## Text section
• • • •

The operation of the Malaysian field hospital in Cox's Bazar, Bangladesh, which has catered to the medical needs of Rohingya refugees since Dec 1 last year, will continue until end of this year, according to Deputy Health Minister Dr Hilmi Yahaya.
As such, he said a discussion would be held at the ministry level to plan the deployment of its staff to the field hospital in stages.
“The (deployment) plan was initially made only for three-month period. Now that the operation of the field hospital will be extended until year’s end, a discussion need to be convened to make new plans.”
He said this to reporters after welcoming the return of the third team comprising 41 staff who had served at the field hospital in Cox’s Bazar, at the KL International Airport today.
Earlier reports stated that the field hospital operation, coordinated by the Health Ministry with the support from the National Security Council, Foreign Ministry and Malaysian Armed Forces, would only be for three months and cease operations on Feb 16.
At present, Hilmi said the Malaysian field hospital in Cox’s Bazar remained intact as there were nine logistics staff currently monitoring the situation and medical equipment.
The fourth team will be deployed after the discussion, he said.
On the operation of the field hospital between Dec 1, 2017 and Feb 14, 2018, Hilmi said they had managed to provide treatment to a total of 6,578 patients, carry out 218 surgeries, and deliver 31 babies.
During the period, 144 staff from the ministry were deployed to Cox’s Bazar, with exchange made every fortnight for specialist doctors, every month for the paramedics and every three months for the logistics staff, he said.
“There must be 50 staff on duty at the field hospital at any one time. They comprised medical experts from various fields, such as surgery, anaesthesia, obstetrics and gynaecology, paediatrics and psychiatry.
“Other staff were medical officers, pharmacists, nurses, medical assistants, environmental health assistant officers, X-ray technicians and lab technologists,” he said.
Hilmi also described the planning, setting up and operating a field hospital in Cox's Bazar, Bangladesh, as a valuable experience for the ministry’s staff involved.
The humanitarian crisis in the Rakhine region in Myanmar became critical since August last year as more and more Rohingya refugees entered Bangladesh daily, causing many refugee camps to be set up.
Malaysia is the first country to set up a field hospital in Cox’s Bazar to cater to Rohingya refugees who fled west of Myanmar due to military operations.
To date, the actual number of Rohingya refugees cannot be confirmed but many claimed that there were more than one million Rohingya refugees in Cox's Bazar.

• • • •

## Given data
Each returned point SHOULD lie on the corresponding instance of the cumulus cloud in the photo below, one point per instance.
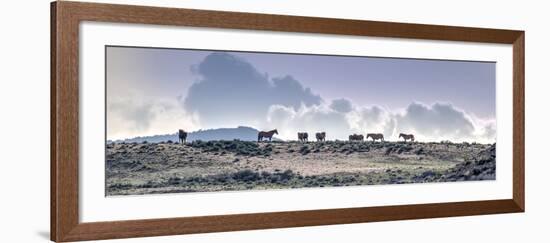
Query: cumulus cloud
(131, 116)
(341, 105)
(232, 92)
(443, 121)
(435, 122)
(311, 119)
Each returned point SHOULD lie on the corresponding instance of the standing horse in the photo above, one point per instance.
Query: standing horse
(320, 136)
(356, 137)
(267, 135)
(302, 136)
(375, 136)
(407, 137)
(182, 135)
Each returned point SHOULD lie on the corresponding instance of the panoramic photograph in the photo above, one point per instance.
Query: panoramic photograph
(191, 121)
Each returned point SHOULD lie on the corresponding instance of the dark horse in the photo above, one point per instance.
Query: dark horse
(302, 136)
(182, 136)
(375, 136)
(320, 136)
(267, 135)
(356, 137)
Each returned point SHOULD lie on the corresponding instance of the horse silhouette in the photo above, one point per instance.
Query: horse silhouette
(320, 136)
(356, 137)
(268, 135)
(375, 136)
(407, 137)
(182, 135)
(302, 136)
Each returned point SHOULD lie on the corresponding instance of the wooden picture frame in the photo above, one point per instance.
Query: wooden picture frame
(65, 19)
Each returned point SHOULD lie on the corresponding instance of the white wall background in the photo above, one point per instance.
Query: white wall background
(24, 123)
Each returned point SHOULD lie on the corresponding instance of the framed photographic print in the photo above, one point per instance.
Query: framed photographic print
(174, 121)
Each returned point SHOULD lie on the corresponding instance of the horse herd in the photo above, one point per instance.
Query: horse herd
(319, 136)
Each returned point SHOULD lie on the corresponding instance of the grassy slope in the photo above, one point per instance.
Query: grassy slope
(237, 165)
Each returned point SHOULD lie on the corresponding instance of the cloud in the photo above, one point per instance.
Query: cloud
(135, 116)
(232, 92)
(443, 121)
(310, 119)
(436, 122)
(341, 105)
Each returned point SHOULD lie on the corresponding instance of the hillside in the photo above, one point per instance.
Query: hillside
(137, 168)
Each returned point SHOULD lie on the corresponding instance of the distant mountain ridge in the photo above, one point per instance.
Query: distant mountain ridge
(239, 133)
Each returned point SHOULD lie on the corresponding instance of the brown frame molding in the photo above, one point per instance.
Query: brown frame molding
(65, 19)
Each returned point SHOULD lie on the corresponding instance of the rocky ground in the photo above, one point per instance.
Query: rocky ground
(145, 168)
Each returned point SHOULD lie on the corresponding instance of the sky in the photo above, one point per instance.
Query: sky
(158, 91)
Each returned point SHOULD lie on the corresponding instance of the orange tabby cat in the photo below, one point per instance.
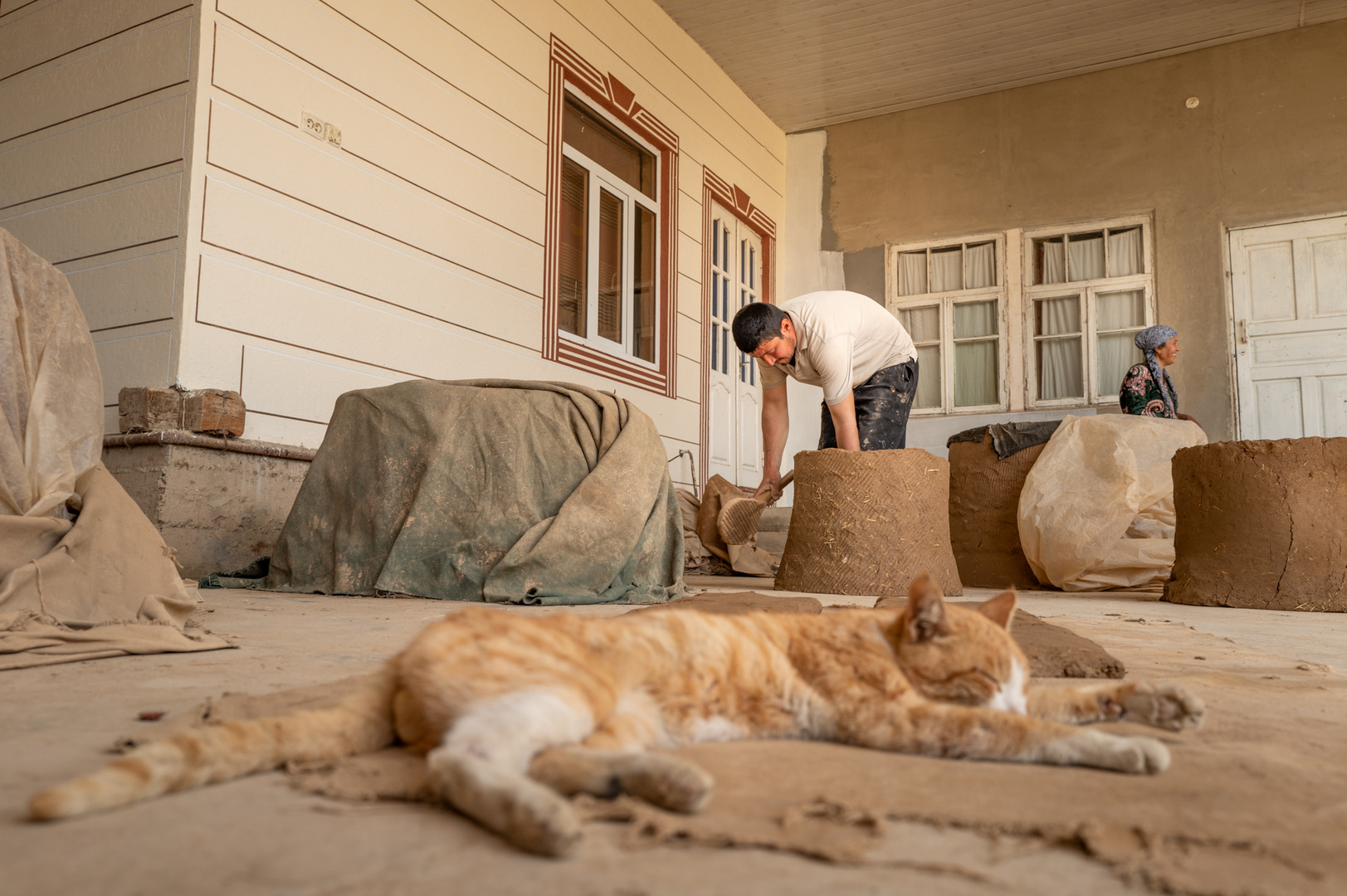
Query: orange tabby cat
(514, 710)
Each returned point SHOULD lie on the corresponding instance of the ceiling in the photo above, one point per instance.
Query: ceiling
(814, 62)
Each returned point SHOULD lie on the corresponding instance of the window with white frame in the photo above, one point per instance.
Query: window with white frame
(1087, 293)
(950, 297)
(609, 235)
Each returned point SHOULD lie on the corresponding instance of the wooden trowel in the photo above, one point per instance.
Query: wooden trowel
(739, 516)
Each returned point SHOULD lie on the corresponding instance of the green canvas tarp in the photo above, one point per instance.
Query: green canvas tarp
(500, 490)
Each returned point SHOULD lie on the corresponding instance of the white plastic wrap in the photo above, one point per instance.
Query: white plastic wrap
(1096, 509)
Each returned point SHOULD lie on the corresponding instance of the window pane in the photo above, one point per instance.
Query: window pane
(929, 376)
(574, 258)
(1118, 310)
(974, 319)
(1057, 315)
(946, 270)
(1050, 261)
(979, 265)
(1117, 353)
(1125, 252)
(609, 265)
(1059, 368)
(642, 293)
(975, 373)
(1085, 256)
(912, 274)
(603, 143)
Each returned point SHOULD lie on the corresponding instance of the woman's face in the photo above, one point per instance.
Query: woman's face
(1168, 353)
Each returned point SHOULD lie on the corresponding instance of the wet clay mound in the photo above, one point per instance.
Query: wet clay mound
(869, 523)
(983, 514)
(1052, 651)
(1261, 526)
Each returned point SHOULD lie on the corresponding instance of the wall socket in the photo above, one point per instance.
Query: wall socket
(320, 129)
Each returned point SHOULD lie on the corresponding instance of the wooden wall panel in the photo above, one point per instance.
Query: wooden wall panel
(127, 291)
(110, 75)
(132, 140)
(282, 88)
(322, 177)
(101, 222)
(325, 250)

• • • •

## Set of tasks
A - List every medical specialty named in the article on the Malaysian field hospital in Cox's Bazar.
B - Answer these questions from the article on the Malaysian field hospital in Cox's Bazar:
(i) How many staff made up the third team that returned to KL International Airport?
(ii) How many surgeries were carried out between Dec 1, 2017 and Feb 14, 2018?
(iii) How often were specialist doctors exchanged?

## Answers for this exercise
A -
Surgery
Anaesthesia
Obstetrics and gynaecology
Paediatrics
Psychiatry

B -
(i) 41
(ii) 218
(iii) Every fortnight